GIVEN INSTRUCTION:
Copy out all of the records below word for word, keeping every line.

[Pointing and labeling entries]
========

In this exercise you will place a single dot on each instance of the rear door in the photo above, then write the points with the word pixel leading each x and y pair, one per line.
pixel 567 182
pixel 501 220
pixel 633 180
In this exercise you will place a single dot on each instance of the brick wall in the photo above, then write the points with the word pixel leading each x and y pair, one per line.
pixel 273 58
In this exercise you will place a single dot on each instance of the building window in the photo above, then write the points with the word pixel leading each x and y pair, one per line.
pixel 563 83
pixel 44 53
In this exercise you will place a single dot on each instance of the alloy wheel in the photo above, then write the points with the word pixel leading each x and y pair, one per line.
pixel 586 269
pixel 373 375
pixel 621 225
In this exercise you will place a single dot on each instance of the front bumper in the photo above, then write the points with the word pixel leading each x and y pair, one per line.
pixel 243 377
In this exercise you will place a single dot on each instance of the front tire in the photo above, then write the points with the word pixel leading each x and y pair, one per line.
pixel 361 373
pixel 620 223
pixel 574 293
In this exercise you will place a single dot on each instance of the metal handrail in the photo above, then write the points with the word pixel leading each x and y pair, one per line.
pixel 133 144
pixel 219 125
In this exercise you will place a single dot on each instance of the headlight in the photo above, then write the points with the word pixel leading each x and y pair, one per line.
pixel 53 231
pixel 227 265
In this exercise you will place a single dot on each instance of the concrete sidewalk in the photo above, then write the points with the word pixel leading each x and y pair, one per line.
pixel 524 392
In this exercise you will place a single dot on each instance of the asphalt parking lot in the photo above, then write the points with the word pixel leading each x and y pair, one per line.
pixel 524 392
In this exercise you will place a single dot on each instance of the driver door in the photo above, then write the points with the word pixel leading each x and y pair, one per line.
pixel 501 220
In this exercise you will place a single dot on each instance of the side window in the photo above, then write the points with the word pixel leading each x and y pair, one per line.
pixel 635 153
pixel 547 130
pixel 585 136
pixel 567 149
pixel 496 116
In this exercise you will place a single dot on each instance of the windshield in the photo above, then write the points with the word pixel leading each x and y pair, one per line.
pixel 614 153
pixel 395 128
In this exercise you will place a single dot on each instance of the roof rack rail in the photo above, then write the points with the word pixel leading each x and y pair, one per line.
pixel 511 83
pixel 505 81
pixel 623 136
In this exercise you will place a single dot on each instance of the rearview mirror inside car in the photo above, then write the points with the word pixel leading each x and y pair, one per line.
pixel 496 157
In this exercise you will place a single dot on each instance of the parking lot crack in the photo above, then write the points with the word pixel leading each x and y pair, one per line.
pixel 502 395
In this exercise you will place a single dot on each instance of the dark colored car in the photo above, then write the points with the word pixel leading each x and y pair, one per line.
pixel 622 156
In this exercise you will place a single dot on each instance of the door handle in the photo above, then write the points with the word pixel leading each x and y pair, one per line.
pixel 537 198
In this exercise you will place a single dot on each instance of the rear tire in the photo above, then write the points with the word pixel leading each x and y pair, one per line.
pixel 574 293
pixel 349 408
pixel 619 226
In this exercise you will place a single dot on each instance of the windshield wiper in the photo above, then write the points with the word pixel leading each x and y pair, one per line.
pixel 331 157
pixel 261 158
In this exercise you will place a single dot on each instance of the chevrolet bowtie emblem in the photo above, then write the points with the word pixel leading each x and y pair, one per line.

========

SOLUTION:
In this exercise you will place a single dot on each instance of the rear door in the photo above, then write the points with the word pixel leading each x and y pair, one per line.
pixel 567 182
pixel 501 220
pixel 633 180
In this exercise you will place a single dot on each instance of the brick wall in the photo above, then write the points with the word pixel leading each x and y pair, one per line.
pixel 273 58
In this exercise you will place a single dot on each instance of the building window in the photo above, then write the points with the word pixel leading each x and y pair, one per line.
pixel 563 83
pixel 44 53
In this exercise you will place a single dot on each instance of the alloy wheel in the photo above, then write the points with the word pixel leading each x and y pair, one per line.
pixel 586 269
pixel 373 375
pixel 621 225
In this exercise you will place a single dot on each instance of the front bumper in the photo above, then write the points with the word pixel leading each x and y pair, one per line.
pixel 243 377
In this exercise you will place a single dot on each instance of the front tire in the photo above, then write the points with the word pixel leading each x and y pair, one per line.
pixel 361 373
pixel 620 223
pixel 574 293
In this exercise you will place a single dot on each instance of the metal handrail in the photo above, then write the points with the word pixel leading each x and y pair, one per line.
pixel 133 144
pixel 219 125
In this exercise you will place a single dot on each instance of the headlight in the photo above, then write the points with the word pixel leading each x and y pair, one per line.
pixel 53 231
pixel 227 265
In this exercise you will place a single dot on each instance of the concrete sidewalk in the photo above, then write the points with the word pixel leading each x and y pair, one per line.
pixel 524 392
In this exercise you will place a single dot on each instance of the asphalt parking lot in the photo above, then write the points with the word pixel leading each x and y pair, one per line.
pixel 524 392
In this exercise you will place a single dot on each instance of the driver door in the photo above, then write the points with the word pixel leading each x and y pair, one per line.
pixel 501 220
In this exercise you will place a single dot on each instance of the side window in the photo above, then write the points with the word pixel leading each x and y pair, one per line.
pixel 635 153
pixel 547 130
pixel 585 136
pixel 567 149
pixel 496 116
In this exercise you will place a single dot on each instance of the windshield in the photo above, then write the points with the word pixel leading each x and y pair, one per line.
pixel 614 153
pixel 395 128
In this exercise you will place a single dot on each instance of the roof rack rail in the photo above, then write the points with the word pixel leading each x and y pair, one per line.
pixel 511 83
pixel 505 81
pixel 623 136
In this exercise you will place a single dot on each instance of the rearview mirror inside car in the photo above, then write the points with the word pixel leading each x and y pair, one per line.
pixel 496 157
In this exercise you will place a single dot on each instance of the parking lot crack in the photo above, then write the points with the word pixel leading each x and y pair, one per line.
pixel 502 395
In this exercise you will place a single dot on each instance of the dark colored car in the photo above, then write the points with the word pixel leading each x and y pair, one per line.
pixel 622 156
In this exercise you will place a single dot on each instance of the door handle in the photo above, then write the points with the word pixel leading each x and y pair, one per line.
pixel 537 198
In this exercise you will place a single dot on each instance of the rear tire in the photo above, then write the points with the word pixel leading each x and y pair, one per line.
pixel 574 293
pixel 349 408
pixel 619 226
In this exercise you will place a single dot on each instance of the windshield wiper in the photo above, then write the points with the word pixel leading each x and y pair, one per line.
pixel 331 157
pixel 261 158
In this exercise you will place a single dot on each instance of the chevrolet bowtie emblem in the photo above, then write the points with the word pixel leading each x and y pair, one per line.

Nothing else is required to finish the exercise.